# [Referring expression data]
◆ ◆ ◆ ◆ ◆
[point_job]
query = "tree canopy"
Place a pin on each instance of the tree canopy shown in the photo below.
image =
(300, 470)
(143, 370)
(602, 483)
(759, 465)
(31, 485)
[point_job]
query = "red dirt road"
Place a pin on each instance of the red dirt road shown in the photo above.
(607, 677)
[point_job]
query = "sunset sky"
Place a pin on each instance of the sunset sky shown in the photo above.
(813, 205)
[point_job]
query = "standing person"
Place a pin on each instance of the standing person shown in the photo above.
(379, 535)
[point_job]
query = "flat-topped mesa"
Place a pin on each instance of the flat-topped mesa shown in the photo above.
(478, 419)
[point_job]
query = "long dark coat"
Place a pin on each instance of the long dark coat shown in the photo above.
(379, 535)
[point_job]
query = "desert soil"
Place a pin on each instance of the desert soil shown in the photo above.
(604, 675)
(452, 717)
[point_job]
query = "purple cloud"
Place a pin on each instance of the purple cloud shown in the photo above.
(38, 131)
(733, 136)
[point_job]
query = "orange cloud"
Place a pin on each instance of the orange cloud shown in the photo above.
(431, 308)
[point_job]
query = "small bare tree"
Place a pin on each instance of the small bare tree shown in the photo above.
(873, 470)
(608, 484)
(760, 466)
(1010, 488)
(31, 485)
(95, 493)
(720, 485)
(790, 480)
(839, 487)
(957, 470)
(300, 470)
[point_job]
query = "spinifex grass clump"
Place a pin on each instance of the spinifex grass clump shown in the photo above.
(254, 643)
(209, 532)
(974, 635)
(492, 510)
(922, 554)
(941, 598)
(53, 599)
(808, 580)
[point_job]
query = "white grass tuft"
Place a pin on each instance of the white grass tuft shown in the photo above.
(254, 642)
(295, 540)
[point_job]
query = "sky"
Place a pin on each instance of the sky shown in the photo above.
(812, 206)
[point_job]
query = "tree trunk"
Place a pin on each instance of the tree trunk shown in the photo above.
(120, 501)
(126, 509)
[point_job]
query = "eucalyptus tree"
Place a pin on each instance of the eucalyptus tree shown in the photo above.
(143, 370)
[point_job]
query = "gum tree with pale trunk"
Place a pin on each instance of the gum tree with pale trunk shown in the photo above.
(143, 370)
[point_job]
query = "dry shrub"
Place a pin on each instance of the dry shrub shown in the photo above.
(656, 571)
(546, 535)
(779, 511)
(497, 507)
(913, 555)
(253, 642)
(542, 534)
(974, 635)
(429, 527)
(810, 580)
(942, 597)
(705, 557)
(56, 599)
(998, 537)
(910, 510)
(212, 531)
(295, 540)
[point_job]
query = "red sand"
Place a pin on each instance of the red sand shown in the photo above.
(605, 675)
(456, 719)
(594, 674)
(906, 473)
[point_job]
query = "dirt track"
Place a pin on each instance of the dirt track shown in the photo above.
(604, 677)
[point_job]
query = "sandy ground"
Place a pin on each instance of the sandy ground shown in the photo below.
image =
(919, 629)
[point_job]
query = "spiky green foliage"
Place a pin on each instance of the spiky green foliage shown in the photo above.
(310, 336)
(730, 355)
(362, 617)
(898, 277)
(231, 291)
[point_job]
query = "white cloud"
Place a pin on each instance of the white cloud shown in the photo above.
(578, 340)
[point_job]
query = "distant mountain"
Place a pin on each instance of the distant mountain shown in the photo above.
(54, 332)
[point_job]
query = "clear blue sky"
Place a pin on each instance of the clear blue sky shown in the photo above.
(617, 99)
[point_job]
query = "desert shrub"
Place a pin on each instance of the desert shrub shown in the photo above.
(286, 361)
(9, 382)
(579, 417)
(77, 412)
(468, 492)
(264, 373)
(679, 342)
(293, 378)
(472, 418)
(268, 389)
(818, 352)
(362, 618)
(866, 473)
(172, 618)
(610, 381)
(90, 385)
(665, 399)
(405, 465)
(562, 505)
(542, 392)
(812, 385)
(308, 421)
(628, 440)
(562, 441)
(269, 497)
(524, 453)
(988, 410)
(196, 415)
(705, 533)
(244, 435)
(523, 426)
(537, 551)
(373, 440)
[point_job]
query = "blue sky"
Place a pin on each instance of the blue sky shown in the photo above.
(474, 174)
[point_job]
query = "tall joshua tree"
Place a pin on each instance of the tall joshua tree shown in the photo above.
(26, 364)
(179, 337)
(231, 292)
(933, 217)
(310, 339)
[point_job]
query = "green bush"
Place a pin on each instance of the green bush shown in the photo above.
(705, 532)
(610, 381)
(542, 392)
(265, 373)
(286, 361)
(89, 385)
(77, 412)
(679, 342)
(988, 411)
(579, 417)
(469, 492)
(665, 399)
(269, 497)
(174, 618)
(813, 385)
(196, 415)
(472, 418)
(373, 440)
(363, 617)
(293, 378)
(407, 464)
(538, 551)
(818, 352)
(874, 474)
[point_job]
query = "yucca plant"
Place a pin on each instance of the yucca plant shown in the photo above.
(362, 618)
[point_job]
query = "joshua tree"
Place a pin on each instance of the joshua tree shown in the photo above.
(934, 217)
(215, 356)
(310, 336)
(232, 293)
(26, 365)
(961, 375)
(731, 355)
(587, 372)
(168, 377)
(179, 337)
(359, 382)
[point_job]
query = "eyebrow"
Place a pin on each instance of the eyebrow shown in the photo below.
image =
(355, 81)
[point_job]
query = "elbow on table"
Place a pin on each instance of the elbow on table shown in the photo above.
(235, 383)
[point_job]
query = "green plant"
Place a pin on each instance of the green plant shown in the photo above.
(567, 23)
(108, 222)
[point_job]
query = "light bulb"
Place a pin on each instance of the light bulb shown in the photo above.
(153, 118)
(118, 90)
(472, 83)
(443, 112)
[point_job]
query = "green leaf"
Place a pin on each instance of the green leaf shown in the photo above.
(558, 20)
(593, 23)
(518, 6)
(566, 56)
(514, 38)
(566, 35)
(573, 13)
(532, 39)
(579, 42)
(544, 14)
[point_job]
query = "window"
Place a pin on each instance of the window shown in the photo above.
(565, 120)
◆ ◆ ◆ ◆ ◆
# [Assignment]
Scan the records for the word "canopy" and copy every line where it is found.

# [Answer box]
query = "tree canopy"
Place a pin on each instance of the tree canopy shown in the photo below.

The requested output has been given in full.